* **Aim**
Reproduce word for word the items below, starting at the line that contains "and white photograph" and continuing through the end of the items. Leave the pictures out of your reply.

── Supplied material

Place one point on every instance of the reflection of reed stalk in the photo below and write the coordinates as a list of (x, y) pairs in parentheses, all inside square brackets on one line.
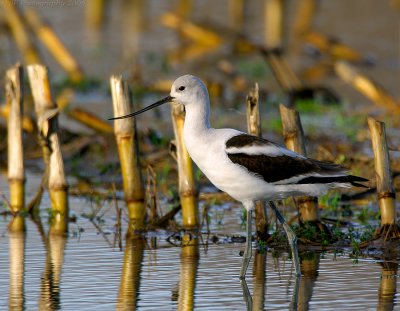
[(188, 272), (254, 128), (126, 137), (50, 298), (16, 171), (17, 271), (47, 113), (385, 189), (187, 185), (294, 140), (387, 287), (130, 278)]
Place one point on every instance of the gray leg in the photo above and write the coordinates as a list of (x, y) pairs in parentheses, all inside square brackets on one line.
[(291, 238), (246, 295), (247, 251)]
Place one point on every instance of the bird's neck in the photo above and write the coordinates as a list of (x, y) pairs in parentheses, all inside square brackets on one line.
[(197, 119)]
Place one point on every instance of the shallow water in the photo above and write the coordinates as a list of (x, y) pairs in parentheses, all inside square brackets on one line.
[(88, 271)]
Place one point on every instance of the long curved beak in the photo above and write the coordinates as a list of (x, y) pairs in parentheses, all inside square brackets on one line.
[(167, 99)]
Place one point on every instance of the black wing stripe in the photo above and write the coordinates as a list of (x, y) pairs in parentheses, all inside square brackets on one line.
[(273, 169)]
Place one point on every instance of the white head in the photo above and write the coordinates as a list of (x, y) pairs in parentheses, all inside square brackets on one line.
[(188, 89), (185, 90)]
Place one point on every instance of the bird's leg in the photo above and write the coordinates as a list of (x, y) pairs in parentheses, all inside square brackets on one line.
[(291, 238), (247, 251)]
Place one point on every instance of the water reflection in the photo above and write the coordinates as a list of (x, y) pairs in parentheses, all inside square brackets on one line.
[(387, 287), (188, 272), (272, 285), (309, 264), (17, 269), (257, 301), (130, 279), (51, 278)]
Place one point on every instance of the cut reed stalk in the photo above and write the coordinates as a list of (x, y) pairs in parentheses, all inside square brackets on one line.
[(16, 170), (94, 14), (128, 150), (254, 128), (366, 86), (385, 189), (274, 19), (130, 278), (53, 43), (28, 124), (187, 186), (47, 113), (18, 29), (303, 20), (294, 140), (188, 272)]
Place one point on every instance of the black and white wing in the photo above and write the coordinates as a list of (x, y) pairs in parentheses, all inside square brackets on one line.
[(281, 166)]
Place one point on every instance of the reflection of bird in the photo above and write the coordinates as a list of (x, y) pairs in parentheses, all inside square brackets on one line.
[(248, 168)]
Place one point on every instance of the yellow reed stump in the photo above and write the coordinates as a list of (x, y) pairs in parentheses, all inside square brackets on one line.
[(16, 170), (188, 272), (53, 43), (130, 278), (294, 140), (254, 128), (94, 14), (18, 29), (47, 119), (128, 150), (385, 189), (16, 300), (274, 23), (304, 16), (27, 122), (366, 86), (187, 185)]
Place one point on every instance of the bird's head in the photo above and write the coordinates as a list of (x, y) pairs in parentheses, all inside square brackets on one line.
[(185, 90)]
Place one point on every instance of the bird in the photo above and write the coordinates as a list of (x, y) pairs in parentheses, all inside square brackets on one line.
[(246, 167)]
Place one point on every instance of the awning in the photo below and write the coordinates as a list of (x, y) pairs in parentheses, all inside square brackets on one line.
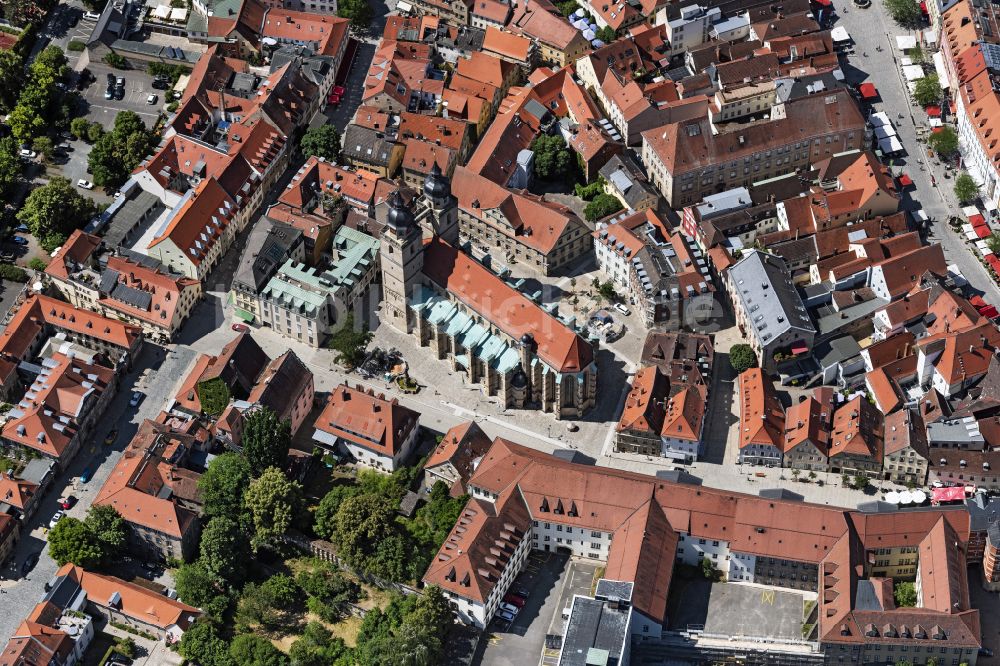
[(941, 70), (243, 314)]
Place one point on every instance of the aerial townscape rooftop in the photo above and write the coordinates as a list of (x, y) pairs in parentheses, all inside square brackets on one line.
[(487, 332)]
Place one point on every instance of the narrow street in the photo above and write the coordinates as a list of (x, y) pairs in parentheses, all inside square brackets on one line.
[(871, 28)]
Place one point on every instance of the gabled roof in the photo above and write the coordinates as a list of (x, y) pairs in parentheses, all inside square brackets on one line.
[(558, 346), (367, 420), (761, 415)]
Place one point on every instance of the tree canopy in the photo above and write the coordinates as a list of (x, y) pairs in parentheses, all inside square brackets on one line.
[(945, 142), (359, 12), (553, 158), (72, 541), (601, 206), (273, 501), (266, 440), (966, 189), (904, 12), (223, 485), (53, 211), (927, 91), (322, 141), (116, 153), (742, 358)]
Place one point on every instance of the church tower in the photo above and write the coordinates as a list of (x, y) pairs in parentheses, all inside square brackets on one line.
[(438, 208), (401, 254)]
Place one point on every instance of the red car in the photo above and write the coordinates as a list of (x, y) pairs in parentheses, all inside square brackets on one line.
[(514, 600)]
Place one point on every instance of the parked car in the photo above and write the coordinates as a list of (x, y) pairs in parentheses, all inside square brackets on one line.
[(510, 608), (514, 600), (29, 564)]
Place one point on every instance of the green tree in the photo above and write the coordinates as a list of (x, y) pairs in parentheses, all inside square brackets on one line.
[(322, 141), (927, 91), (117, 153), (203, 645), (944, 142), (11, 78), (553, 158), (55, 210), (196, 585), (601, 206), (742, 358), (606, 34), (72, 541), (95, 132), (350, 343), (223, 484), (966, 189), (267, 605), (254, 650), (78, 127), (905, 594), (266, 439), (109, 528), (904, 12), (44, 146), (326, 513), (11, 165), (273, 501), (317, 647), (359, 12), (362, 523), (567, 7), (224, 549)]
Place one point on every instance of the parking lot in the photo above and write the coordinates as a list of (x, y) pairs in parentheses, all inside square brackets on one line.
[(138, 87), (552, 580), (736, 610)]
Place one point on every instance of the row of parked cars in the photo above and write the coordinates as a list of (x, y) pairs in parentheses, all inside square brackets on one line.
[(511, 605)]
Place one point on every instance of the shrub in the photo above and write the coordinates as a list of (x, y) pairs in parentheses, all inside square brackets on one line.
[(13, 273)]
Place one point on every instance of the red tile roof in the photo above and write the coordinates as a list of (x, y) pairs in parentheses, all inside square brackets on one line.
[(559, 347)]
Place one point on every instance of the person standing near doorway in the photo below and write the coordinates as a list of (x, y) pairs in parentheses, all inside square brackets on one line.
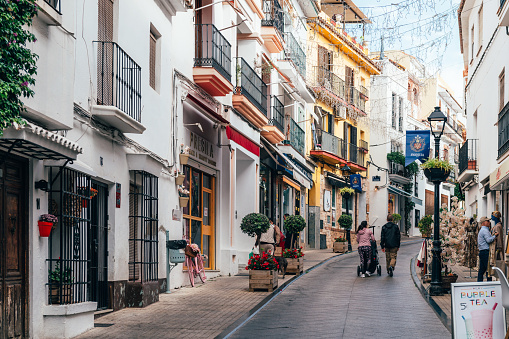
[(390, 242), (484, 239)]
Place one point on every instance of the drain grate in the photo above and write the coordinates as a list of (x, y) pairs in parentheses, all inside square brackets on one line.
[(103, 325)]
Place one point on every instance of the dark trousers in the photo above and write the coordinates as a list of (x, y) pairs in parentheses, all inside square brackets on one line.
[(365, 255), (483, 265)]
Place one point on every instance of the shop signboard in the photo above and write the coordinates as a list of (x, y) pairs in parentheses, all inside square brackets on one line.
[(477, 310)]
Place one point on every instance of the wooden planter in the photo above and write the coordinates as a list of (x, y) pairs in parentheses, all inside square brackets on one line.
[(179, 180), (295, 265), (183, 201), (55, 295), (262, 279), (339, 247), (183, 158)]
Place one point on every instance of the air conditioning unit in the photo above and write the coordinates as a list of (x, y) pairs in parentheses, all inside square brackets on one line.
[(340, 113)]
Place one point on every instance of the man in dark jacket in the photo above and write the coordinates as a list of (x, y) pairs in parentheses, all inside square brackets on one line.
[(390, 242)]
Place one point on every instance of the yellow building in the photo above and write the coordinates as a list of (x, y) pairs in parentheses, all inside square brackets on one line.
[(338, 72)]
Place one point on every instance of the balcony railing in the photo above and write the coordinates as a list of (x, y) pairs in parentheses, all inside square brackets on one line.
[(212, 49), (278, 114), (468, 156), (273, 15), (55, 4), (118, 79), (324, 78), (294, 52), (251, 85), (503, 130), (332, 144), (297, 137)]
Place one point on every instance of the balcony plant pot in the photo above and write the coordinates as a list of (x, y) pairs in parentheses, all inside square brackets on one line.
[(339, 247), (183, 201), (179, 180), (44, 228), (262, 279), (183, 158), (436, 174)]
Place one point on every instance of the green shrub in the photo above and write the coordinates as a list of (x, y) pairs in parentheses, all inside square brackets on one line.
[(255, 224)]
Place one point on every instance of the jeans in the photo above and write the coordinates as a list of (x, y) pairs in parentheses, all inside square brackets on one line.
[(483, 265)]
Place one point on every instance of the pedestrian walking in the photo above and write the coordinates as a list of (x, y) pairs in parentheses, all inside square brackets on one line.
[(496, 216), (484, 239), (364, 238), (390, 242)]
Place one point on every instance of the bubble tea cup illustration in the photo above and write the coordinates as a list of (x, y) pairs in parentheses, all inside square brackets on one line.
[(482, 321)]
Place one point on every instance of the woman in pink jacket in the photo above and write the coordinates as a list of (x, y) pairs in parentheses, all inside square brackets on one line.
[(364, 237)]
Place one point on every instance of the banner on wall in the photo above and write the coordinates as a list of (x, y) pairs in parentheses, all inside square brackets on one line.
[(355, 182), (417, 146)]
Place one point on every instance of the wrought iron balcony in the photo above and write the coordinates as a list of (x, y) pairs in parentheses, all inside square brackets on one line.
[(503, 130), (250, 85), (278, 114), (54, 3), (324, 79), (273, 15), (212, 49), (297, 137), (294, 52), (119, 79), (468, 156)]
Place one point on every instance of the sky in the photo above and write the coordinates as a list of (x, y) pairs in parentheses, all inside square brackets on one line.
[(426, 29)]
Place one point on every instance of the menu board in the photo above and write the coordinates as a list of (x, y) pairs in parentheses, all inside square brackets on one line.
[(477, 311)]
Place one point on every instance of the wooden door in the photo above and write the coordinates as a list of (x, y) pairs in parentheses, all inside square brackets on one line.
[(13, 249)]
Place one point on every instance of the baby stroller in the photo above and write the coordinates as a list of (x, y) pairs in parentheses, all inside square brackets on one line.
[(375, 264)]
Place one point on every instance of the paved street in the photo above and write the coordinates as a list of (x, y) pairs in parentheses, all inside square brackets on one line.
[(332, 302)]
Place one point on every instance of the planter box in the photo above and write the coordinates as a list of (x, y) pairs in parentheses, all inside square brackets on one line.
[(295, 265), (179, 180), (183, 201), (183, 158), (436, 174), (339, 247), (262, 279)]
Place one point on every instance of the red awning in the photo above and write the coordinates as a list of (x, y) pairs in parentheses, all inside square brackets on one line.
[(240, 139)]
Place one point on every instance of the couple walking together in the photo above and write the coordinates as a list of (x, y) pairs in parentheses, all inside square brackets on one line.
[(390, 242)]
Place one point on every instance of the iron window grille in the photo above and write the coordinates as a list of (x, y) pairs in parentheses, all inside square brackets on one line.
[(118, 79), (212, 49), (143, 220), (68, 259), (251, 85)]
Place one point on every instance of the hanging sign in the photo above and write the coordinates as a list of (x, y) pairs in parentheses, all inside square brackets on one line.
[(417, 146), (477, 310), (355, 182)]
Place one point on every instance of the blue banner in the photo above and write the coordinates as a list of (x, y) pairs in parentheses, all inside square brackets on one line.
[(417, 146), (355, 182)]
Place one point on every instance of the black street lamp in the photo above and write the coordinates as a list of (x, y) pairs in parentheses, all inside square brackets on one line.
[(435, 118), (347, 170)]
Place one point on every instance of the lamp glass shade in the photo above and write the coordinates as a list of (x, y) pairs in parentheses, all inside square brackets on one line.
[(437, 117)]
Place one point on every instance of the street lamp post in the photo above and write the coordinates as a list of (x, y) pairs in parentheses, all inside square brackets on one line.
[(436, 117)]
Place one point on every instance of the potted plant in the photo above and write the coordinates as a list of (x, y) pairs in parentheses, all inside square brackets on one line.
[(295, 260), (183, 196), (45, 224), (425, 226), (437, 170), (184, 154), (262, 271), (60, 284), (294, 224), (339, 245)]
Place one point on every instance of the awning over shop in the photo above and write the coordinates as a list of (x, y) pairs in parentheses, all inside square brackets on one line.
[(36, 142), (399, 191)]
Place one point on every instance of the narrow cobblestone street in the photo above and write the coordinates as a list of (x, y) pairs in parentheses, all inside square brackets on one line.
[(332, 302)]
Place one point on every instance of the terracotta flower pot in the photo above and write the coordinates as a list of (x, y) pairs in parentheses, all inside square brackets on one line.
[(44, 228), (436, 174)]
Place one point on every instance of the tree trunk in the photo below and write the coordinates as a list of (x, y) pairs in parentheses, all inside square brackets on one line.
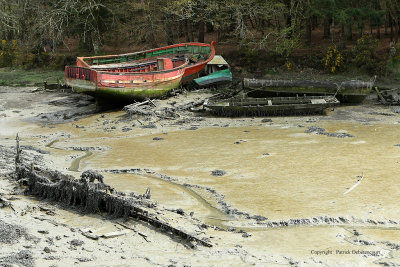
[(327, 29), (342, 44), (386, 26), (170, 33), (190, 30), (308, 31), (333, 30), (349, 32), (391, 28), (378, 31), (186, 27), (201, 31)]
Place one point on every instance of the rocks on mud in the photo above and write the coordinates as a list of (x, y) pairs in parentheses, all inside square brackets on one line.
[(91, 176), (10, 233), (322, 131), (22, 258), (218, 173), (76, 242), (266, 120)]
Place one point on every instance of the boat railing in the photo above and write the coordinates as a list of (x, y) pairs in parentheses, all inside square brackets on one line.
[(80, 73)]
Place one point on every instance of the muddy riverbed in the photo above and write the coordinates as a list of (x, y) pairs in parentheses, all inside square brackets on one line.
[(312, 190)]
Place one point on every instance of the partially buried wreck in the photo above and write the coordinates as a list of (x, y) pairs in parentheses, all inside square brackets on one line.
[(94, 197)]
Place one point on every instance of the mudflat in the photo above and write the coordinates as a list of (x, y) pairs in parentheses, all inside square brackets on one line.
[(310, 190)]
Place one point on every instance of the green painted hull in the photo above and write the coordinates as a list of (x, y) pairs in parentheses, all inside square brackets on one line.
[(218, 77)]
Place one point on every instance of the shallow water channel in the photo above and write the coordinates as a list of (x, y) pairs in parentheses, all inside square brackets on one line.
[(277, 171)]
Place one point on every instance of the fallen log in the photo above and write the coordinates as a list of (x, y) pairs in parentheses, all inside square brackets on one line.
[(94, 198)]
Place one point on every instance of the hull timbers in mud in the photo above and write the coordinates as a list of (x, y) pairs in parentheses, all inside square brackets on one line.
[(94, 197), (346, 91), (146, 74), (248, 106)]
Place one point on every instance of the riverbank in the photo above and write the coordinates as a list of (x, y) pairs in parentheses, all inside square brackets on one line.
[(221, 169)]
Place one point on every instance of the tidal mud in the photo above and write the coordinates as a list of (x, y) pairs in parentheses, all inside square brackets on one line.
[(284, 194)]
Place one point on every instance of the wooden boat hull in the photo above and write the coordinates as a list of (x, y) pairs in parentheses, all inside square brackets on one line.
[(206, 53), (350, 92), (215, 78), (271, 106), (124, 85)]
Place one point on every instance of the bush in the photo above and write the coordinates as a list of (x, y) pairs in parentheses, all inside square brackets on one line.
[(364, 54), (8, 53), (333, 60)]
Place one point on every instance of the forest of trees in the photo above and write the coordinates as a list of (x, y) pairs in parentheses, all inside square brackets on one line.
[(277, 25)]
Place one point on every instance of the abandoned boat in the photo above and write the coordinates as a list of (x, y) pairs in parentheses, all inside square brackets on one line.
[(199, 54), (218, 73), (249, 106), (144, 79), (214, 79), (347, 91)]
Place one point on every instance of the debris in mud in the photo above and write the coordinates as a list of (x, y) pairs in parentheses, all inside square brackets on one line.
[(10, 233), (149, 126), (91, 176), (322, 131), (76, 242), (381, 113), (218, 173), (22, 258), (192, 128), (93, 197), (266, 120)]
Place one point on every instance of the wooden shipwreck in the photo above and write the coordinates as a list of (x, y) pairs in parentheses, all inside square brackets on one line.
[(249, 106), (93, 197), (346, 91)]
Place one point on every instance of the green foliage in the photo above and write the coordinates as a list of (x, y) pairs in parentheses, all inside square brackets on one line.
[(333, 60), (8, 53), (364, 54), (19, 77)]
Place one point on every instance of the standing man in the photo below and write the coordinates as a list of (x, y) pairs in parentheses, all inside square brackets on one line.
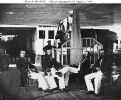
[(46, 82), (103, 65), (49, 64), (22, 66), (85, 66)]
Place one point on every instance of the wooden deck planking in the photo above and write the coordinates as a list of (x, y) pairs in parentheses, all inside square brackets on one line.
[(80, 95), (73, 96), (9, 87)]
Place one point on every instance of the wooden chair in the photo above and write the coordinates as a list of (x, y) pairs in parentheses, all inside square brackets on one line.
[(29, 80), (105, 84)]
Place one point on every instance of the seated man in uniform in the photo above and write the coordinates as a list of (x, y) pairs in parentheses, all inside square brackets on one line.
[(57, 70), (103, 65), (43, 80)]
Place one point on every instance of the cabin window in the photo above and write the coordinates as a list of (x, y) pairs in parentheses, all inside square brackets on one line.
[(51, 34), (41, 34)]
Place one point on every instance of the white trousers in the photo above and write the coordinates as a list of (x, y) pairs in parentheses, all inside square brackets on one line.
[(45, 82), (63, 81), (97, 76)]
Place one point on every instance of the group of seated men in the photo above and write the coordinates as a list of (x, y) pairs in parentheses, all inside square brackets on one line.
[(51, 68)]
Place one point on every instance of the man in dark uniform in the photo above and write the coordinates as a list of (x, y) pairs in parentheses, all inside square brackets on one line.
[(22, 65), (50, 65), (85, 66), (102, 66)]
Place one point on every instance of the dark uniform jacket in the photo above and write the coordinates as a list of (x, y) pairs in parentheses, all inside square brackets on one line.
[(48, 63), (21, 64), (105, 64)]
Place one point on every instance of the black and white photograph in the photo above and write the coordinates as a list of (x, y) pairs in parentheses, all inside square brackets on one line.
[(60, 50)]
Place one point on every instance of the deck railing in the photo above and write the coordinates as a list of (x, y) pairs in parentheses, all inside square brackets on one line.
[(62, 54)]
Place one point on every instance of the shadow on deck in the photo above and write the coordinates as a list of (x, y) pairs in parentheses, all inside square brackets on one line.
[(9, 89)]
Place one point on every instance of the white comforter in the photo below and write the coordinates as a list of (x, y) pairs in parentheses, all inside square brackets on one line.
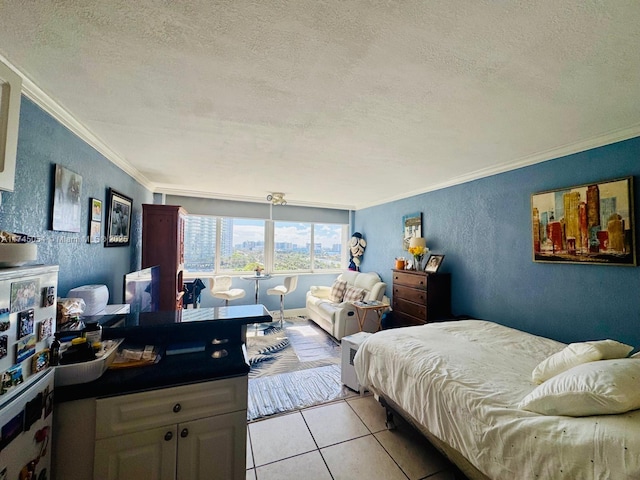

────

* **Exercise solution**
Place one point on every instance of the black and white photograph in the photo above and write the coordinates as a list of (x, y) pairs in parentheses, all inside square brackets on one line.
[(60, 50)]
Place one point on every instance of the deck railing in the photo above and write the coordinates as a list of (x, y) pairs in parentheses, all inside square brackets on one line.
[(62, 54)]
Place one point on every instance of the shadow on deck in the photo above and write the coordinates as a list of (x, y) pairs in parentheses, all inside square brackets on one line.
[(9, 89)]
Place one point on every instance of the white comforter in the photo below and write the coordinates as a list of (x, y) pairs in parentheses, all inside square brackets on one line.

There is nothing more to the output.